**WHAT TO PRODUCE:** From the line that holds "Locate the wooden desk;" to the last line of the data, copy everything exactly; leave out all the rest.

**PROVIDED DATA:**
************

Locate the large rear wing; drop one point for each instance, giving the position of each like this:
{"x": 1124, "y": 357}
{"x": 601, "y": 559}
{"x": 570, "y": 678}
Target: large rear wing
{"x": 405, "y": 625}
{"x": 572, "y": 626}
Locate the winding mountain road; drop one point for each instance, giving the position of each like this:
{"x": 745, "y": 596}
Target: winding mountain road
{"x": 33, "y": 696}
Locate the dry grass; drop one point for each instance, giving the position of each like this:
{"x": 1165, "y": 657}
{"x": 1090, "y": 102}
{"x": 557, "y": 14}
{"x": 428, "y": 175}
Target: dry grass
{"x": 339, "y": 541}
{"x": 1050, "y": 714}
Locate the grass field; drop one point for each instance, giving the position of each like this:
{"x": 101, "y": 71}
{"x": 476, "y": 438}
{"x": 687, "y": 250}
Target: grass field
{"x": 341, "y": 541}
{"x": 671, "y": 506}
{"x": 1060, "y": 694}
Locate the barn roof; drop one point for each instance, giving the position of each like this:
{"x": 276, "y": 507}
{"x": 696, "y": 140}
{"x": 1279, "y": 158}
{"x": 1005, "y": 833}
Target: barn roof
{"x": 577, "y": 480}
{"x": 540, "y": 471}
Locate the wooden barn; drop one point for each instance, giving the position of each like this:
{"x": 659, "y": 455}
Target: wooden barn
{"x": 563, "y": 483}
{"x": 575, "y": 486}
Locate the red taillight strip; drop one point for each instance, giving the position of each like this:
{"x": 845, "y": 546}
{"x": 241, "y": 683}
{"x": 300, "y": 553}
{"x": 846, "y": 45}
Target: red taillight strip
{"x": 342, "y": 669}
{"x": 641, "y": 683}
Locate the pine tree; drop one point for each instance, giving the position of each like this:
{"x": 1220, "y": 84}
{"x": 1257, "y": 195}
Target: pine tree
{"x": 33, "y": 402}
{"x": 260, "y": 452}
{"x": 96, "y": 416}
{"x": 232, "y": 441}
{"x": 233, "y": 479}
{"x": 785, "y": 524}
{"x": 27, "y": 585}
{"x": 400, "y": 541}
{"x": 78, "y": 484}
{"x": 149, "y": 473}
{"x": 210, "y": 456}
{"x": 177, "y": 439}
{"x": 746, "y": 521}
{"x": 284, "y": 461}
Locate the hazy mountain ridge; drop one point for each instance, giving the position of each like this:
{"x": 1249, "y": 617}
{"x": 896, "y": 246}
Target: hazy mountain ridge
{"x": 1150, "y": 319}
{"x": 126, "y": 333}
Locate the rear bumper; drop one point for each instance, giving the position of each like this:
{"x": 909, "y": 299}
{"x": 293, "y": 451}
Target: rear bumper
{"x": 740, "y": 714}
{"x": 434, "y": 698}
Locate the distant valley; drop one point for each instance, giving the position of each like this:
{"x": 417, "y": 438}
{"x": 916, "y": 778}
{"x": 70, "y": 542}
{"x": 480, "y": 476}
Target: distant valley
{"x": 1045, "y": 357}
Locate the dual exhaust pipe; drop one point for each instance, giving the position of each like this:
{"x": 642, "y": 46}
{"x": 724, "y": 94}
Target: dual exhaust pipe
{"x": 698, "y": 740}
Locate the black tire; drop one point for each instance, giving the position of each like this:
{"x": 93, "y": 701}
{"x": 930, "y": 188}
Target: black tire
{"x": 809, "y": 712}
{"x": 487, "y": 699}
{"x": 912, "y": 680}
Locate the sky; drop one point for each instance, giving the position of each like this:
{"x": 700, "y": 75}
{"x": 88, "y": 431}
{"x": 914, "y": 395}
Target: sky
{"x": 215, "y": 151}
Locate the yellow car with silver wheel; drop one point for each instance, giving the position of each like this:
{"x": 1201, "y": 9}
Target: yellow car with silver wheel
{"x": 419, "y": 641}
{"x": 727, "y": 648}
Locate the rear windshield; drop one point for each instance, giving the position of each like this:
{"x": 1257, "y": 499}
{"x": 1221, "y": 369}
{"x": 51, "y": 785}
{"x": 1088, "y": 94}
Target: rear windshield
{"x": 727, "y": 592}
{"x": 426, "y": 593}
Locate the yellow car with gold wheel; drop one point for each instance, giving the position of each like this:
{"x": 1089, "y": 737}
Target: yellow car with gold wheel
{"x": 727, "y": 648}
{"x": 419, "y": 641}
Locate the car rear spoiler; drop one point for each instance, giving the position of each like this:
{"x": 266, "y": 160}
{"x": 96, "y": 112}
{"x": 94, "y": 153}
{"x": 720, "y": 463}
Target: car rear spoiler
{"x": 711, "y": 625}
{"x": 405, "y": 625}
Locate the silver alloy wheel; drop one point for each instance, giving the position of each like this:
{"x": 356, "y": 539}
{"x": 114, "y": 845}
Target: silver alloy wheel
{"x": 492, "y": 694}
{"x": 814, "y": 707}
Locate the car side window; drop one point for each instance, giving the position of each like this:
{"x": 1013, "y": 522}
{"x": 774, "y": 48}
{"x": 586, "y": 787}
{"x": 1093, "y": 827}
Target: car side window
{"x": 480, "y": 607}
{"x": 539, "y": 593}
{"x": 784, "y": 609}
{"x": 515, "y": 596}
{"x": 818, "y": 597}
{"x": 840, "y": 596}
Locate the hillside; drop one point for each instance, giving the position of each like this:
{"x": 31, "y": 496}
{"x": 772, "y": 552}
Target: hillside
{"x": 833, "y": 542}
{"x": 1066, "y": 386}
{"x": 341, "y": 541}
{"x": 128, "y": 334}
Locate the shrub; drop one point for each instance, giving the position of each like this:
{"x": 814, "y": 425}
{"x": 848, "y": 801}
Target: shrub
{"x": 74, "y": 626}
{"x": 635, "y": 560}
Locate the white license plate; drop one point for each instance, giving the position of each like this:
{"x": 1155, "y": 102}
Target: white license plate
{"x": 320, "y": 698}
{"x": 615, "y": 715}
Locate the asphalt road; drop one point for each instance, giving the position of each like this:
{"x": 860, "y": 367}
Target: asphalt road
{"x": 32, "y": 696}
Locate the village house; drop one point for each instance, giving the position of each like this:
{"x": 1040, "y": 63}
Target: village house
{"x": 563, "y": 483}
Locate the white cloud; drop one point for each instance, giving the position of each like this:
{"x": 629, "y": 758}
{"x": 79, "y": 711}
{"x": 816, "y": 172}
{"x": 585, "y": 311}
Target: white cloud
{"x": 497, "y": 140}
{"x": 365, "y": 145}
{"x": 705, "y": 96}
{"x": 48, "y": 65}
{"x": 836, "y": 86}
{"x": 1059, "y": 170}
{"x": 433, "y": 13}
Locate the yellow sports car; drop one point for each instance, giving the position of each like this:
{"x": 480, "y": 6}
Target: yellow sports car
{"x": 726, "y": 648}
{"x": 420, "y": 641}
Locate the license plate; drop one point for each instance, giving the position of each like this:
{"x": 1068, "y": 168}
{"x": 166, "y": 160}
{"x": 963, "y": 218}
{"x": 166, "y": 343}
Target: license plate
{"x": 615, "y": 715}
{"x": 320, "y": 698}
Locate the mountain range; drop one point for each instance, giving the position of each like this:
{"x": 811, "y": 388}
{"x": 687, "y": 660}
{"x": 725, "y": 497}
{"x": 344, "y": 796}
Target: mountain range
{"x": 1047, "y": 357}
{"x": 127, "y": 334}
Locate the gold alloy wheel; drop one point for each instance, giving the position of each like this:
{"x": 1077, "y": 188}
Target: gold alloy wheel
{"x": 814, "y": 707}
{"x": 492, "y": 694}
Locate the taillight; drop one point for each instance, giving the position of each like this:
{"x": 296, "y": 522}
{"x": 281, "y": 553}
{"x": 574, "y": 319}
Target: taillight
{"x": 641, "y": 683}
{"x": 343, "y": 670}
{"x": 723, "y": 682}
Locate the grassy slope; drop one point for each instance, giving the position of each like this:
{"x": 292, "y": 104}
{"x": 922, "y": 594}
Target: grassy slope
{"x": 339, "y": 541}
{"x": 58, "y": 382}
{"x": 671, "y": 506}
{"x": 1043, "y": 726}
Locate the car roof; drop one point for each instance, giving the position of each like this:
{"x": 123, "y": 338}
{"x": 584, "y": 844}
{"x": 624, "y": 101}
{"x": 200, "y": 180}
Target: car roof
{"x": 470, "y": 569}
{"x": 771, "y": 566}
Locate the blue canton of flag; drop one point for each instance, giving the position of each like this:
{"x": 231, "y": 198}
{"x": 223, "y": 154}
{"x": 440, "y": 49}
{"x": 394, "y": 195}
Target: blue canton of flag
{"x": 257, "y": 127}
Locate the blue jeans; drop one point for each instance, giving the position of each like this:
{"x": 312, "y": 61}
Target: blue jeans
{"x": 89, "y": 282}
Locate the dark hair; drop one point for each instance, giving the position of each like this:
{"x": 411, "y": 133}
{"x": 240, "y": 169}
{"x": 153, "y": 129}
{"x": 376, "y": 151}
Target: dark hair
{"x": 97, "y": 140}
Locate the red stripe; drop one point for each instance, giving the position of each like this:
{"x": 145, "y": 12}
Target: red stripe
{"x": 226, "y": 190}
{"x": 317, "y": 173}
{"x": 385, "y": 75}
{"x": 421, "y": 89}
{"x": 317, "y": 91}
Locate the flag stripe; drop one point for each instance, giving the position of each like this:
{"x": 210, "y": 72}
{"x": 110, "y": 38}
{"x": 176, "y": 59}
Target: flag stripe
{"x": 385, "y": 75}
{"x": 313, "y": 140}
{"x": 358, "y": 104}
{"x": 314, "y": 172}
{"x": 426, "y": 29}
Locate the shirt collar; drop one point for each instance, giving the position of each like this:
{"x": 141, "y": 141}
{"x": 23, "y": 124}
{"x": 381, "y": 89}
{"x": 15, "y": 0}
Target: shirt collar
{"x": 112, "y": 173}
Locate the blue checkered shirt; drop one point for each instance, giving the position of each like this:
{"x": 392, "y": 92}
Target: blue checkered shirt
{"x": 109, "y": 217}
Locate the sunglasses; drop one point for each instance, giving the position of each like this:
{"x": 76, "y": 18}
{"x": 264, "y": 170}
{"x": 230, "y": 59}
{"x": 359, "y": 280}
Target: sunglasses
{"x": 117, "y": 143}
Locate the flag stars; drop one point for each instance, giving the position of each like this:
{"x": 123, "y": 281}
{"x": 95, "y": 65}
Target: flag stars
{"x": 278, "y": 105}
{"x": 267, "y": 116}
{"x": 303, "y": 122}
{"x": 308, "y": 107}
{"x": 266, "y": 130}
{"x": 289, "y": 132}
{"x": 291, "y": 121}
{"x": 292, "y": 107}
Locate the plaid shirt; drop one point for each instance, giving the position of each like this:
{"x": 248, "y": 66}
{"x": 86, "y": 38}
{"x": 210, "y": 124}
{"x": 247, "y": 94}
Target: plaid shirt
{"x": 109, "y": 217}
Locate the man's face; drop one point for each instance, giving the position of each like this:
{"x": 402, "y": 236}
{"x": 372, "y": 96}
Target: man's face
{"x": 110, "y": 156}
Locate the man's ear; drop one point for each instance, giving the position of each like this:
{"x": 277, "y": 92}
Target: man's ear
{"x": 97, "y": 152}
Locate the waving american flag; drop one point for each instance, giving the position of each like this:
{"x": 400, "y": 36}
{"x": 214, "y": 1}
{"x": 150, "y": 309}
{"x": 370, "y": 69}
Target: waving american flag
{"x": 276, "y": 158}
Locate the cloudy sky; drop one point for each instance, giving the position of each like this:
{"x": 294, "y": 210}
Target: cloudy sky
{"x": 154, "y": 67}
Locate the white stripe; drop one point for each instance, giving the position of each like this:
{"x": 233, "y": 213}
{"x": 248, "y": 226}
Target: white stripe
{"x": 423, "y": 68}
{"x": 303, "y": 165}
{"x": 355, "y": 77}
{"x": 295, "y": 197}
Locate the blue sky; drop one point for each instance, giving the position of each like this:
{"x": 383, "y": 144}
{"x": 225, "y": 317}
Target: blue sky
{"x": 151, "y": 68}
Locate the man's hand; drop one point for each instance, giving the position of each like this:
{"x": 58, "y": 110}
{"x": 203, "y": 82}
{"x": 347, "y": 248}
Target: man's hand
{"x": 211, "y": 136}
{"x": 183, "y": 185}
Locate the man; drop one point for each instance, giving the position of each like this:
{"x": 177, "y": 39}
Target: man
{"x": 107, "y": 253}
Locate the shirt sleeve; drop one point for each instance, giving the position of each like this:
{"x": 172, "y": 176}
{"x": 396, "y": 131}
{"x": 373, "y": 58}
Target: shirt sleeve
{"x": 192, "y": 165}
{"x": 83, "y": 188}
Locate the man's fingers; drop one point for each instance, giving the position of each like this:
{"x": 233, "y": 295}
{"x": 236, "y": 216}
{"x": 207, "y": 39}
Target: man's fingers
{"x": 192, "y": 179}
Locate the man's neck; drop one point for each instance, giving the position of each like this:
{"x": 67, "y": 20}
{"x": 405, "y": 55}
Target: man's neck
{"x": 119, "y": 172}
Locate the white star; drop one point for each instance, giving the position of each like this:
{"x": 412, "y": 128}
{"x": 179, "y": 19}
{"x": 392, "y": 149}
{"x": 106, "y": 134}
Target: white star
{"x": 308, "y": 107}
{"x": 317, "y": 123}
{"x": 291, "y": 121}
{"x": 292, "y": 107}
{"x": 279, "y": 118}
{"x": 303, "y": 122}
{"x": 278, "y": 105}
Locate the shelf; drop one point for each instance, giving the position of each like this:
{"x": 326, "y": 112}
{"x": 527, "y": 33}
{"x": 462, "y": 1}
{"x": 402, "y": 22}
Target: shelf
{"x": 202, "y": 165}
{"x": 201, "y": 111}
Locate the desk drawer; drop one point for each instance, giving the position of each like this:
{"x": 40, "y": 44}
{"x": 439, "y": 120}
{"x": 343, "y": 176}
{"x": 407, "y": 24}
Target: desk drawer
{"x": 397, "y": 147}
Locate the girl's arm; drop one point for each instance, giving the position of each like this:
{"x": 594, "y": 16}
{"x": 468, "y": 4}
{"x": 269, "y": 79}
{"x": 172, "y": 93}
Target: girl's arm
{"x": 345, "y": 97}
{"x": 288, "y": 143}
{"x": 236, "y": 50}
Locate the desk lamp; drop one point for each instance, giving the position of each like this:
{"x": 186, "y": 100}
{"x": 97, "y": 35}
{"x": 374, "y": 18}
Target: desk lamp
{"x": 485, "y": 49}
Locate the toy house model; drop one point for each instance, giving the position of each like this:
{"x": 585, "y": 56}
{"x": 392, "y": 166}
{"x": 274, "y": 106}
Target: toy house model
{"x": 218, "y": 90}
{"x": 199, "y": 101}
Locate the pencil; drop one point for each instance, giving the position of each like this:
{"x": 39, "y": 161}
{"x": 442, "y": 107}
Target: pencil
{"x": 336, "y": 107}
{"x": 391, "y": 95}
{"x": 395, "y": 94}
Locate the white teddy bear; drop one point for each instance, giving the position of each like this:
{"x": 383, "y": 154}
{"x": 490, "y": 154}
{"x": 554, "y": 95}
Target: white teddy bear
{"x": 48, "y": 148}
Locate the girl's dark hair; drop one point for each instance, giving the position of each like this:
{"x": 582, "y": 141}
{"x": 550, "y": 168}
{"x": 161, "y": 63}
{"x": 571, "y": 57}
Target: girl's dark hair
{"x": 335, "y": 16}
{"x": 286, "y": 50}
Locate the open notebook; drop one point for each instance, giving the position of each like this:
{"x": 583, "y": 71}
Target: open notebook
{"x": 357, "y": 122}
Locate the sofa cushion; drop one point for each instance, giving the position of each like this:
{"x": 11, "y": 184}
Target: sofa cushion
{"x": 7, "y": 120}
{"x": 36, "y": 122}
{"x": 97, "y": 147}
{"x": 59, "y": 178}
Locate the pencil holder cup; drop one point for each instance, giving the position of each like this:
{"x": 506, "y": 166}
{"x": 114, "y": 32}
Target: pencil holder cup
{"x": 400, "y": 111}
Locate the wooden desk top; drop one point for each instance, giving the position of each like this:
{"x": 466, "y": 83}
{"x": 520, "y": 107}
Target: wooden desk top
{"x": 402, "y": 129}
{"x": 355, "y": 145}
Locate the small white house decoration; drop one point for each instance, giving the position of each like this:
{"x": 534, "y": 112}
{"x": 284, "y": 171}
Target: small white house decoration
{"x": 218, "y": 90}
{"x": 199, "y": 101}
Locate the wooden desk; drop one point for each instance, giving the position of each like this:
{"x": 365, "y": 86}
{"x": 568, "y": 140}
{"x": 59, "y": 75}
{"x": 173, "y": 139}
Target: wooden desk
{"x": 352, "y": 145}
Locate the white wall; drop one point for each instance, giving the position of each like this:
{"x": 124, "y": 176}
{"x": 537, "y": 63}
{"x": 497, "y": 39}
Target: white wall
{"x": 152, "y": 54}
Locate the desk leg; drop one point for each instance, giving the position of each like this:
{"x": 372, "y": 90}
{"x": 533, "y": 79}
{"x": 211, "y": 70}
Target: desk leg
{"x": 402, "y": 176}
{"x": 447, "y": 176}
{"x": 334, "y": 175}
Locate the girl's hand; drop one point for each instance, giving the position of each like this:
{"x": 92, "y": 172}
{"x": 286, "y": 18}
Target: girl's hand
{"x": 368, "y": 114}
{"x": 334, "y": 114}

************

**COMPLETED TASK:**
Locate the wooden desk; drop one point for each instance, giving the position of each like this:
{"x": 365, "y": 86}
{"x": 568, "y": 140}
{"x": 59, "y": 75}
{"x": 173, "y": 139}
Target: wooden desk
{"x": 352, "y": 145}
Locate the white wall; drop one point for each instance, giving the position of each like this:
{"x": 124, "y": 176}
{"x": 537, "y": 63}
{"x": 497, "y": 39}
Target: white wall
{"x": 152, "y": 54}
Locate the desk leg; drop one point for each instance, giving the position of each like this:
{"x": 372, "y": 90}
{"x": 533, "y": 79}
{"x": 211, "y": 70}
Target: desk leg
{"x": 402, "y": 176}
{"x": 447, "y": 176}
{"x": 334, "y": 175}
Locate the girl's hand; drop one point for each instance, giving the position of each like this:
{"x": 92, "y": 172}
{"x": 286, "y": 18}
Target: girl's hand
{"x": 368, "y": 114}
{"x": 334, "y": 114}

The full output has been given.